:: PASSAGE GIVEN ::
-- -- --
Lilian Kaivilu is an award-winning multimedia journalist based in Nairobi, Kenya and the founder of Impacthub Media, a digital media platform that seeks to tell unique development stories of people or institutions that are making an impact in their communities.
A 2019 Mandela Washington Fellow, Lilian has previously worked as a writing consultant with the World Bank Group, a reporter for the Global Press Journal Kenya News Desk and a features writer at People Daily Newspaper Kenya. She is currently the vice president for the Africa Media Network on health. Lilian is a Bloomberg Media Initiative Fellow, Safaricom Business Journalism Fellow, Kenya Institute of Mass Communication Journalism graduate, and a Linguistics, Media and Communication graduate from Moi University. In addition, she has completed the Digital Capacity Building training by the World Association of Newspapers and News Publishers.
Lilian credits her parents, and in particular her father, with not only allowing her to follow her dream of becoming a journalist, but introducing her to the critical skills she’d need to succeed.
That is where we begin our conversation.
-- -- --
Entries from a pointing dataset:

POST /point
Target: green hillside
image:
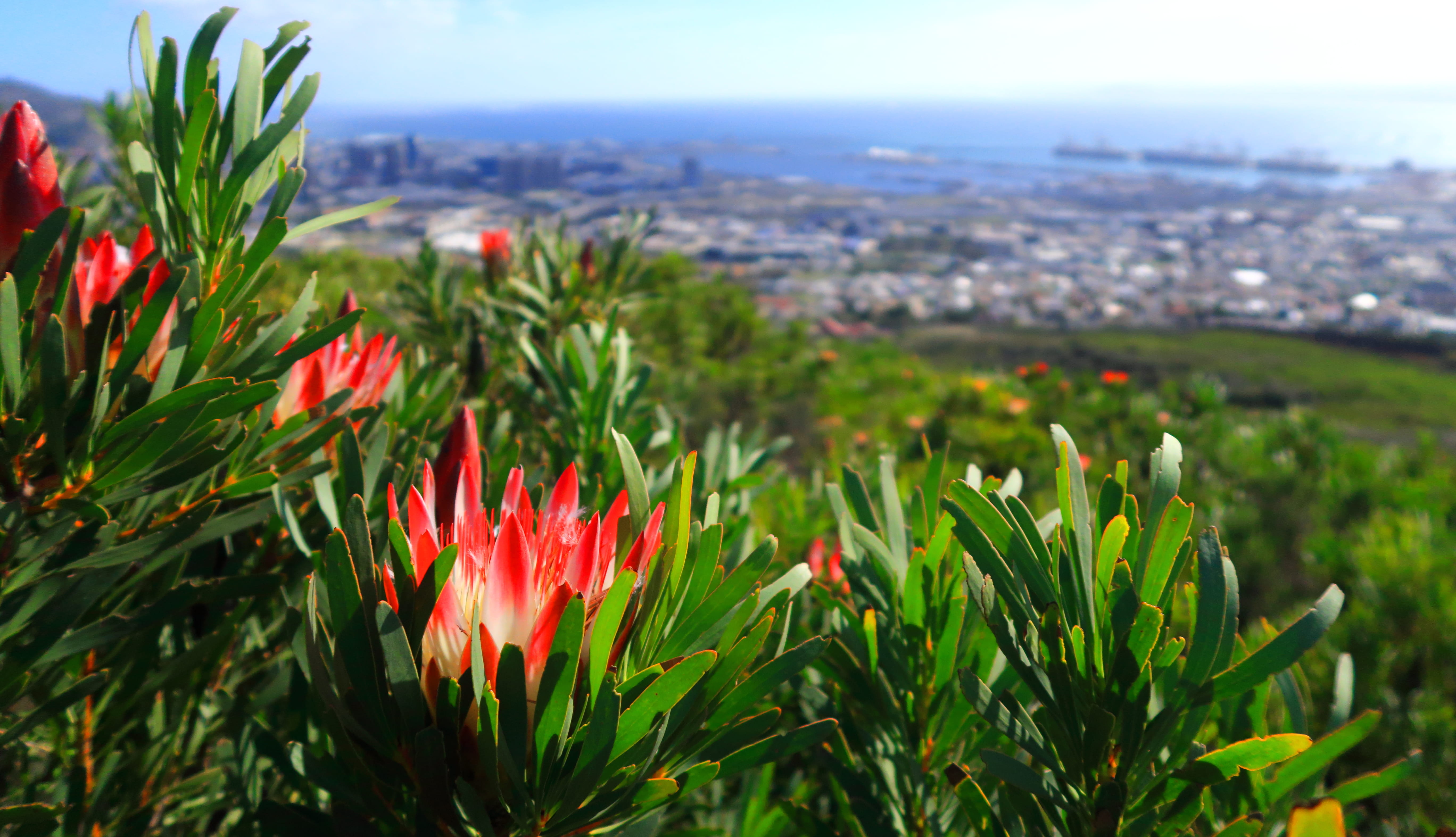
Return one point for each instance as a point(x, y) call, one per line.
point(1374, 392)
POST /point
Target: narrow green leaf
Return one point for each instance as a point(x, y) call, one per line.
point(1256, 753)
point(605, 629)
point(55, 707)
point(340, 217)
point(778, 747)
point(1372, 784)
point(1282, 651)
point(637, 484)
point(400, 669)
point(558, 679)
point(659, 699)
point(1318, 757)
point(193, 146)
point(1021, 776)
point(1167, 542)
point(765, 680)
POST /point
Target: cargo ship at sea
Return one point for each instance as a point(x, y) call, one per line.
point(1212, 159)
point(1299, 164)
point(1101, 152)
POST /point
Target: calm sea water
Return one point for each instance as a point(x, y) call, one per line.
point(986, 143)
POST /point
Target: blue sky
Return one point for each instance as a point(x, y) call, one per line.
point(443, 53)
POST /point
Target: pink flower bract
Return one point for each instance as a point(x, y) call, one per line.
point(518, 568)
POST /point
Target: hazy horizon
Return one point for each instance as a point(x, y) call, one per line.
point(471, 55)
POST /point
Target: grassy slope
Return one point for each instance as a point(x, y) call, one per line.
point(1358, 388)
-- -- --
:: PROMPT ::
In the profile of Lilian Kaivilu, list every fellowship she is named as holding.

:: EXERCISE RESPONSE ::
- Mandela Washington Fellow (2019)
- Bloomberg Media Initiative Fellow
- Safaricom Business Journalism Fellow